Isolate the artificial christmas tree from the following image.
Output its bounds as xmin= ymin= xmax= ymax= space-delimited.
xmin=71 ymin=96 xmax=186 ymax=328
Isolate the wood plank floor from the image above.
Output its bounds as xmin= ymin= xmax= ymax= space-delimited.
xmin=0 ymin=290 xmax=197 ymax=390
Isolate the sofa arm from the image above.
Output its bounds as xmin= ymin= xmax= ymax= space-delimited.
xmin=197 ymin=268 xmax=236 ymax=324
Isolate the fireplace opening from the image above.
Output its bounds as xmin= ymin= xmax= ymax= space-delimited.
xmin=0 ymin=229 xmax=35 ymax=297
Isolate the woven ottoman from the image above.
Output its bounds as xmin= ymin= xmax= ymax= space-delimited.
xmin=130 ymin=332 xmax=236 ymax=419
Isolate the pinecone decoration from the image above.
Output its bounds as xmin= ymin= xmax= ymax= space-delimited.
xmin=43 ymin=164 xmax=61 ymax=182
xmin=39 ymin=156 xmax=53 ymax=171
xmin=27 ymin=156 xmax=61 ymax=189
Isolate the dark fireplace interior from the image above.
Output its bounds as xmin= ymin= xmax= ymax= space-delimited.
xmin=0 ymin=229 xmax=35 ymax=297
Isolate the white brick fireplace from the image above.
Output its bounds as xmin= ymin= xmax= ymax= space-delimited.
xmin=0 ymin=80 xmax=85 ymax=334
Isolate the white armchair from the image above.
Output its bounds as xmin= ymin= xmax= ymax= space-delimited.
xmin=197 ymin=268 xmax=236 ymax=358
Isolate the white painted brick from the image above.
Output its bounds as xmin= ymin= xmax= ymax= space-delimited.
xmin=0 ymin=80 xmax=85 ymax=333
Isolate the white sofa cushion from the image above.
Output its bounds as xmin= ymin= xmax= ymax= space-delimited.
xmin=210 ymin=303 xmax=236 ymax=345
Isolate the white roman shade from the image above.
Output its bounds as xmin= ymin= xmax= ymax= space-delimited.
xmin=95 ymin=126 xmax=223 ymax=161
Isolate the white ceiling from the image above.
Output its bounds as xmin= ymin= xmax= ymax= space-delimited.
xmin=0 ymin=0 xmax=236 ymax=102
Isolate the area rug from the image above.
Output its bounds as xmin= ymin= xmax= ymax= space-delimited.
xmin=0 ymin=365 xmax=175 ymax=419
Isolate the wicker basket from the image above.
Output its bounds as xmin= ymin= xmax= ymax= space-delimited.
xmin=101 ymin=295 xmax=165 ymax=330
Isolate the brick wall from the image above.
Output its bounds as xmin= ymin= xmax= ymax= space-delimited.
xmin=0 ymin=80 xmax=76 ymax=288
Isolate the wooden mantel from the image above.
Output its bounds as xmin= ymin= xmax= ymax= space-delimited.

• **Consigne**
Mettez en forme les entrées ci-dessus en une liste numérotée, sans reprendre les lignes vides.

• **Réponse rédigée**
1. Isolate the artificial christmas tree from the following image.
2. Output its bounds as xmin= ymin= xmax= ymax= space-delimited.
3. xmin=71 ymin=96 xmax=186 ymax=328
4. Isolate the wood plank floor from the image above.
5. Output its bounds as xmin= ymin= xmax= ymax= space-delimited.
6. xmin=0 ymin=290 xmax=197 ymax=390
7. Isolate the sofa arm from the image above.
8. Output its bounds as xmin= ymin= xmax= ymax= space-delimited.
9. xmin=197 ymin=268 xmax=236 ymax=324
10. Isolate the fireplace opening from the image above.
11. Output its bounds as xmin= ymin= xmax= ymax= space-delimited.
12. xmin=0 ymin=229 xmax=35 ymax=297
13. Isolate the woven ottoman from the image above.
14. Output its bounds as xmin= ymin= xmax= ymax= space-delimited.
15. xmin=130 ymin=332 xmax=236 ymax=419
16. Isolate the pinecone decoration from the image above.
17. Output its bounds as xmin= ymin= xmax= ymax= space-delimited.
18. xmin=43 ymin=164 xmax=61 ymax=182
19. xmin=39 ymin=156 xmax=53 ymax=171
20. xmin=27 ymin=156 xmax=61 ymax=189
21. Isolate the dark fireplace interior from the image above.
22. Output its bounds as xmin= ymin= xmax= ymax= space-delimited.
23. xmin=0 ymin=229 xmax=35 ymax=297
24. Isolate the white brick fireplace from the image above.
25. Output its bounds as xmin= ymin= xmax= ymax= space-delimited.
26. xmin=0 ymin=80 xmax=85 ymax=334
27. Isolate the white armchair from the image above.
28. Output its bounds as xmin= ymin= xmax= ymax= space-delimited.
29. xmin=197 ymin=268 xmax=236 ymax=358
30. Isolate the white painted brick from the image above.
31. Output its bounds as xmin= ymin= xmax= ymax= space-delimited.
32. xmin=0 ymin=80 xmax=85 ymax=333
33. Isolate the white sofa cushion from the image above.
34. Output its bounds as xmin= ymin= xmax= ymax= space-delimited.
35. xmin=210 ymin=303 xmax=236 ymax=345
36. Isolate the white roman shade from the image above.
37. Output its bounds as xmin= ymin= xmax= ymax= space-delimited.
38. xmin=95 ymin=126 xmax=223 ymax=161
39. Isolate the white ceiling from the image above.
40. Output its bounds as xmin= ymin= xmax= ymax= space-delimited.
41. xmin=0 ymin=0 xmax=236 ymax=102
42. Isolate the area rug from the image above.
43. Output its bounds as xmin= ymin= xmax= ymax= space-delimited.
44. xmin=0 ymin=365 xmax=175 ymax=419
45. Isolate the wicker basket from the image above.
46. Output its bounds as xmin= ymin= xmax= ymax= space-delimited.
47. xmin=101 ymin=295 xmax=165 ymax=330
48. Isolate the brick wall from the image above.
49. Output its bounds as xmin= ymin= xmax= ymax= space-delimited.
50. xmin=0 ymin=80 xmax=76 ymax=288
51. Isolate the wooden mantel from the image above.
52. Output its bounds as xmin= ymin= xmax= ymax= space-delimited.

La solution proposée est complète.